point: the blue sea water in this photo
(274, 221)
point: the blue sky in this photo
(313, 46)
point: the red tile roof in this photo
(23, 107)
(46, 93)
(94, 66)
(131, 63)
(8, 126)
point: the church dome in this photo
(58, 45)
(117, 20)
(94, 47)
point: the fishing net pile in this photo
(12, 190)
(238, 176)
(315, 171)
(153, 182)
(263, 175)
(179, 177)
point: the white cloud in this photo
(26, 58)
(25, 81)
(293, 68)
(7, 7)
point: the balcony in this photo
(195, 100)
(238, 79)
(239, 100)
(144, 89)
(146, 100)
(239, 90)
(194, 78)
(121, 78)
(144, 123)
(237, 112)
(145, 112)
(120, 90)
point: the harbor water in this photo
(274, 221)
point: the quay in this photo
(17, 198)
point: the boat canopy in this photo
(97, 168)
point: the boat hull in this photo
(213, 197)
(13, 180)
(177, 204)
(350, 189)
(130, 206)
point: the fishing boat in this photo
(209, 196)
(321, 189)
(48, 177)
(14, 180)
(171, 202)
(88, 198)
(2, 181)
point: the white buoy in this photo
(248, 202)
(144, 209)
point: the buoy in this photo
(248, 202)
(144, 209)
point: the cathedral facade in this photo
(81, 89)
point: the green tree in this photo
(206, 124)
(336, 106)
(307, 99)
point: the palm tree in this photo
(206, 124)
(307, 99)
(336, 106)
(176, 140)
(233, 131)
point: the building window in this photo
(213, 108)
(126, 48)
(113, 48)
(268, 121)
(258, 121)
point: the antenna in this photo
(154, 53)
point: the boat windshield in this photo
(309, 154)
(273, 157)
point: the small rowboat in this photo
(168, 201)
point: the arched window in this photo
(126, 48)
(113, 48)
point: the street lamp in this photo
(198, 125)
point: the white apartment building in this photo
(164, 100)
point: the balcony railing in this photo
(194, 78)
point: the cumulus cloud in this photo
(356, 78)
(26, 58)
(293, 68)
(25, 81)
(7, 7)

──────

* **Task to complete**:
Each line, from the one that holds "point: the white buoy in this photo" through the last line of the entries, must be repeated exactly. Leave out everything else.

* **Completed task**:
point: the white buoy in this photo
(248, 202)
(144, 209)
point: the buoy in this photo
(248, 202)
(144, 209)
point: the cathedral facade in this photo
(81, 89)
point: the green tree in this photo
(206, 124)
(336, 106)
(307, 99)
point: the palm tree in this photo
(206, 124)
(307, 99)
(336, 106)
(176, 140)
(233, 131)
point: the building window in this photo
(213, 108)
(126, 48)
(113, 48)
(268, 121)
(258, 121)
point: the antenna in this photo
(154, 53)
point: the boat windshield in this photo
(309, 154)
(273, 157)
point: the small rowboat in this photo
(168, 201)
point: the arched window in this photo
(126, 48)
(113, 48)
point: the street lamp in this photo
(198, 125)
point: the white apartment building in this photo
(164, 100)
point: the balcony railing in this photo
(194, 78)
point: the cumulus cloud in this photo
(356, 78)
(26, 58)
(293, 68)
(25, 81)
(7, 7)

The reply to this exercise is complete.